> What this exercise asks:
A – Answer these questions using the article on the FOD streaming service, each answer on its own line and marked the same way:
(i) Which company owns and operates FOD?
(ii) What late-night anime block appears in the platform's video catalog?
(iii) What caused the delay in distributing terrestrial television dramas at launch?
B – Reproduce word for word the portion of the FOD streaming service article that opens with the words containing "FOD offers a" and closes with "live sports broadcasting.".
C – Write the next part of the article on the FOD streaming service, picking up right after its final sentence.

FOD
- FOD's logo
- Website type: OTT platform
- Available in: Japanese
- Founded: September 2005; 21 years ago
- Headquarters: {{{location_country}}}
- Area served: Japan
- Owner: Fuji Television (Fuji Media Holdings)
- Key people: Jiro Komaki (Founder);
- Industry: Entertainment
- Products: Streaming media; video on demand; digital distribution;
- Services: film distribution; television production; television distribution;
- Website: fod.fujitv.co.jp
- IPv6 support: Yes
- Commercial: Yes
- Registration: Required
- Users: ▲1.5 million paid subscribers (As of September 2024^{[update]})
- Launched: September 2005; 21 years ago
- Current status: Active

= FOD (streaming service) =

Japanese on-demand media service

FOD, originally launched as Fuji TV On Demand (フジテレビオンデマンド), is a Japanese over-the-top, video on-demand, streaming television service, and digital publishing platform, owned and operated by Fuji Television. Introduced in July 2005, the service operates as a digital platform combining video streaming with a library of e-books, digital comics, and digital magazines.

FOD offers a hybrid business model that includes subscription, ad-supported—featuring catch-up distribution for select Fuji Television programs—and transactional on-demand video services. The platform's video catalog includes Fuji Television's terrestrial broadcasts, such as drama series, variety shows, and Noitamina late-night anime block. It also features exclusive original programming, live sports events such as Formula One, and third-party content from domestic and international partners.

As of August 2024, the platform had over 1.5 million paid subscribers, with its applications accumulating over 33 million combined downloads across mobile and smart TV devices. The service has continued to expand its offerings into new formats, including short-form dramas and exclusive live sports broadcasting.

== History ==

=== 2005–2011: Launch and early development ===
Fuji TV On Demand was launched by Fuji Television on July 15, 2005. Initially, the premium video-on-demand service was distributed through partnerships with various internet service providers (ISPs) and content distribution platforms.

During its early stages, the platform's library primarily consisted of original programming from Fuji Television's satellite broadcasting channels (Fuji Television 721 and 739), alongside live events such as the 2005 FIVB Volleyball World Grand Prix and music concerts. At the time of its launch, the distribution of terrestrial television dramas was delayed due to complexities surrounding copyright clearance.

> Recorded information:
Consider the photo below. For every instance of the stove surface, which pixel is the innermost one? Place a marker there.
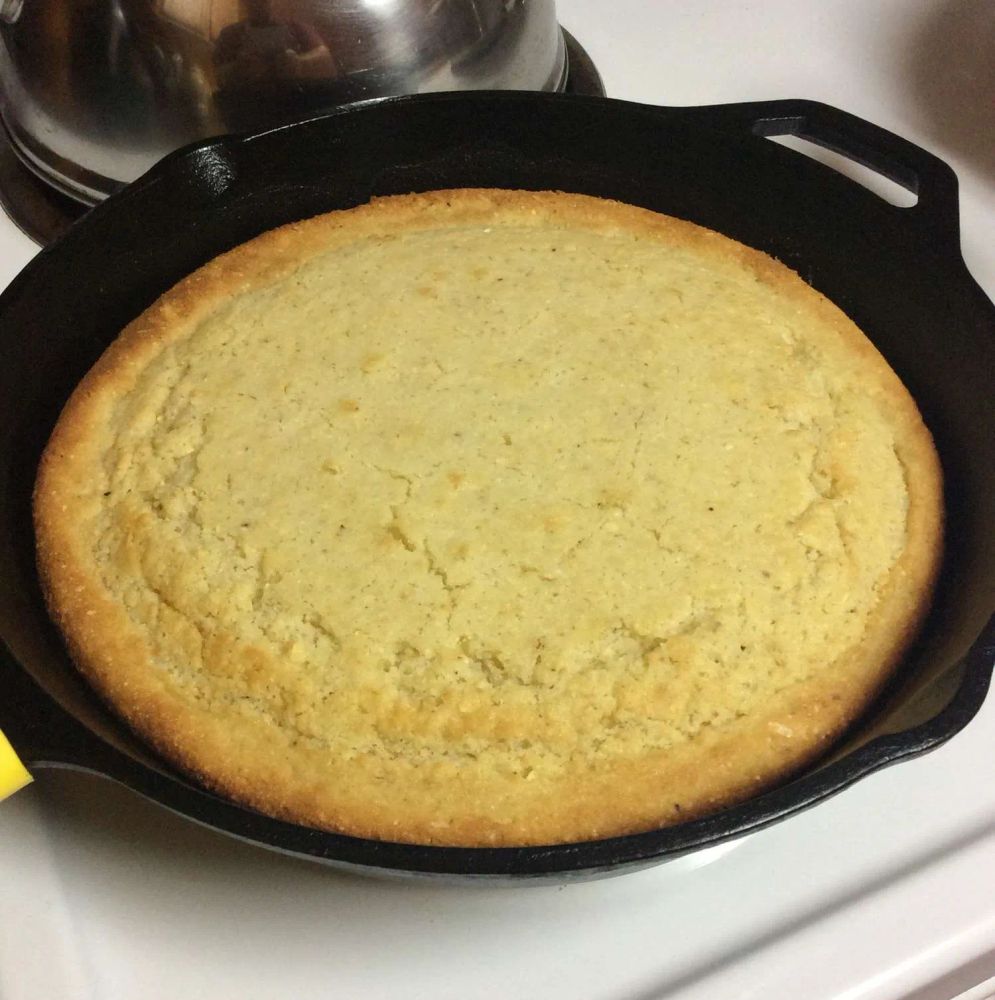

> Final results:
A –
(i) Fuji Television
(ii) Noitamina
(iii) Complexities surrounding copyright clearance

B –
FOD offers a hybrid business model that includes subscription, ad-supported—featuring catch-up distribution for select Fuji Television programs—and transactional on-demand video services. The platform's video catalog includes Fuji Television's terrestrial broadcasts, such as drama series, variety shows, and Noitamina late-night anime block. It also features exclusive original programming, live sports events such as Formula One, and third-party content from domestic and international partners.

As of August 2024, the platform had over 1.5 million paid subscribers, with its applications accumulating over 33 million combined downloads across mobile and smart TV devices. The service has continued to expand its offerings into new formats, including short-form dramas and exclusive live sports broadcasting.

C –
In April 2008, Fuji Television significantly expanded the service by launching its own direct-to-consumer websites for PCs and mobile phones. Internally referred to as the flagship store project, this strategic move allowed the network to establish a direct relationship with viewers independent of third-party ISPs, while still maintaining its existing distribution partnerships. The update introduced a mix of free and premium content, accessible via a free Fuji Television ID registration system.

With the launch of its proprietary platforms, the service's catalog was broadened to include terrestrial broadcasts such as the variety show Idoling!!! and anime series like Skull Man and Mushishi. Fuji Television also began focusing on content specifically tailored for online streaming, offering exclusive spin-offs and digital-only episodes. Despite this digital expansion, the company remained cautious about distributing content on video-sharing platforms like YouTube, citing the necessity of strict anti-piracy measures and the complete removal of illegally uploaded videos as a prerequisite.

In March 2014, the platform expanded into linear internet broadcasting with the launch of Fuji Television NEXTsmart. Positioned by the network as a "fourth television screen" alongside its terrestrial, BS, and CS broadcasts, the 24-hour streaming channel provided a direct simulcast of the Fuji Television NEXT satellite network. This introduced live, real-time coverage of premium sports events, including Formula One and the Bundesliga, as well as live music concerts directly to the service.

=== 2012–2017: Transition to SVOD and rebranding ===
To ensure long-term financial stability and mitigate revenue fluctuations, the platform introduced a subscription video-on-demand (SVOD) monthly membership in April 2012, transitioning away from its strict reliance on a transactional (TVOD) model.

In February 2015, the service expanded its ecosystem by integrating an e-book and digital comic distribution service directly into the platform. This was followed by the addition of electronic novels on June 1, 2015, featuring tie-ins to currently airing terrestrial television dramas, such as Jun Ikeido's Yōkoso, Wagaya e. This media synergy allowed users to seamlessly purchase and consume the original source materials of popular live-action and anime adaptations.

On May 29, 2015, Fuji Television established a mutual content-sharing partnership with Hulu Japan. This strategic agreement allowed FOD to further diversify its streaming library by acquiring popular overseas television series, such as The Walking Dead, while licensing its own critically acclaimed Noitamina anime titles, including Psycho-Pass, to Hulu's platform.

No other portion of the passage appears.